-- Study text follows --
Package 'EBcoexpress'

Title: EBcoexpress for Differential Co-Expression Analysis
Description: An Empirical Bayesian Approach to Differential Co-Expression Analysis at the Gene-Pair Level
Authors: John A. Dawson
Maintainer: John A. Dawson <[email protected]>
License: GPL (>= 2)
Version: 1.49.0
Built: 2024-07-03 05:02:12 UTC
Source: https://github.com/bioc/EBcoexpress

Help Index


A function for DC meta-analysis that combines individual study analyses

Description

This function performs a DC meta-analysis, using the hyperparameter estimates obtained from individual-study DC analyses via one of the ebCoexpress series.

Usage

ebCoexpressMeta(DList, conditionsList, pattern, hpEstsList, controlOptions = list())

Arguments

DList

A list of the individual D matrices from the studies under consideration. They should have the same dimensions, corresponding to the same gene-pairs and the same conditions

conditionsList

A list of the individual conditions arrays from the studies under consideration

pattern

The appropriate output from ebPatterns()

hpEstsList

A list of the individual hyperparameter estimate objects from the studies under consideration, as outputted from the ebCoexpress series (or initializeHP(), the format is the same)

controlOptions

A list with many options for controlling execution:

applyTransform: Should Fisher's Z-transformation be applied? Defaults to TRUE

verbose: Controls auto-commenting; set to 0 to turn off comments

convtol: Convergence tolerance for the EM; default is 5e-04

enforceFloor: Should EC proportion never drop below 0.8? Default is TRUE

Details

Since the meta-analysis model assumes that each study has its own study-specific parameters, those parameters should be estimated using a single-study DC function (one of the other members of the ebCoexpress series); their outputs are used by the hpEstsList option. The EM is then run to determine the system-wide mixing proportions, which are used to compute meta posterior probabilities for all EC/DC classes

Value

The output is a list with two members, MODEL and POSTPROBS:

MODEL is a list containing an array MIX and a list HPS. MIX contains estimated mixing proportions for EC/DC classes. HPS is the inputed list of lists

POSTPROBS is a p-by-L matrix containing posterior probabilities of EC and DC over all L EC/DC classes. The EC posterior probabilities will always be in the first column (which should be fed into crit.fun() if using the soft threshold). Total posterior probabilities of DC for each gene pair are found by summing over the other L-1 columns (or taking 1 minus the first (EC) column)

Author(s)

John A. Dawson <[email protected]>

References

Dawson JA and Kendziorski C. An empirical Bayesian approach for identifying differential co-expression in high-throughput experiments. (2011) Biometrics. E-publication before print: http://onlinelibrary.wiley.com/doi/10.1111/j.1541-0420.2011.01688.x/abstract

Examples

data(fiftyGenes)
tinyCond <- c(rep(1,100),rep(2,25))
D <- makeMyD(fiftyGenes, tinyCond, useBWMC=TRUE)
set.seed(3)
initHP <- initializeHP(D, tinyCond)

D1 <- D
D2 <- D
DList <- list(D1, D2)
cond1 <- tinyCond
cond2 <- tinyCond
conditionsList <- list(cond1, cond2)
pattern <- ebPatterns(c("1,1","1,2"))
-- Study text concluded --
▶ Required work
Reproduce the passage of the EBcoexpress documentation above, starting with "MODEL is a list" and going on through "first (EC) column)", with every word and mark unchanged.
-- Data section follows --
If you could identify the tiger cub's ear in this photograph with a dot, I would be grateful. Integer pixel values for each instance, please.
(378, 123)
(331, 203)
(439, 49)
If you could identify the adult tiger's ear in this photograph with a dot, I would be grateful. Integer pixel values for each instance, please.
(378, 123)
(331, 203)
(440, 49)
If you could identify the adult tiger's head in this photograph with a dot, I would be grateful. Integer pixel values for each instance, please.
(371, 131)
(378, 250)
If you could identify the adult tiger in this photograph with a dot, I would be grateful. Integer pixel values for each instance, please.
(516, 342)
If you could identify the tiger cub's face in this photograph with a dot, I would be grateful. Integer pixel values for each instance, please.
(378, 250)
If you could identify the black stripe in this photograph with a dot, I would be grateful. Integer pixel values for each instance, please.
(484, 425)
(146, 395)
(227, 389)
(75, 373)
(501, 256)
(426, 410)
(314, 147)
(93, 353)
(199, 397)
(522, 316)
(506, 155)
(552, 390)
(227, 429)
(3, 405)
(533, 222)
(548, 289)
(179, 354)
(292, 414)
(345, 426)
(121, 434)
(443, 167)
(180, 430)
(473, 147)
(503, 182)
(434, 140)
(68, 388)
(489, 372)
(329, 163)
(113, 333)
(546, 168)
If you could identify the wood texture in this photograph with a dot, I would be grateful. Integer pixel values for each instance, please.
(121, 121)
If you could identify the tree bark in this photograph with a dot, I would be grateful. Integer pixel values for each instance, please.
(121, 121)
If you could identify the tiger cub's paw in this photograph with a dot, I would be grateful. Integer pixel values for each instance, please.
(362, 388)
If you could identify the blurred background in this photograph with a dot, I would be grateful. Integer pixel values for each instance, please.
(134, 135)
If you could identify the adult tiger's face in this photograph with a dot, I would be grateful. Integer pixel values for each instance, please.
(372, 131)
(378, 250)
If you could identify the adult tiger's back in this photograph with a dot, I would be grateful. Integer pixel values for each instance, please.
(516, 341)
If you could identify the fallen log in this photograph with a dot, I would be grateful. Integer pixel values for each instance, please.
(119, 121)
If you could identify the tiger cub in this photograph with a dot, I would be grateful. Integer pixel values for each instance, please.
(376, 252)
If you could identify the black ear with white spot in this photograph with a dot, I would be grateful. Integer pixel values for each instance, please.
-- Data section concluded --
▶ Answer space
MODEL is a list containing an array MIX and a list HPS. MIX contains estimated mixing proportions for EC/DC classes. HPS is the inputed list of lists

POSTPROBS is a p-by-L matrix containing posterior probabilities of EC and DC over all L EC/DC classes. The EC posterior probabilities will always be in the first column (which should be fed into crit.fun() if using the soft threshold). Total posterior probabilities of DC for each gene pair are found by summing over the other L-1 columns (or taking 1 minus the first (EC) column)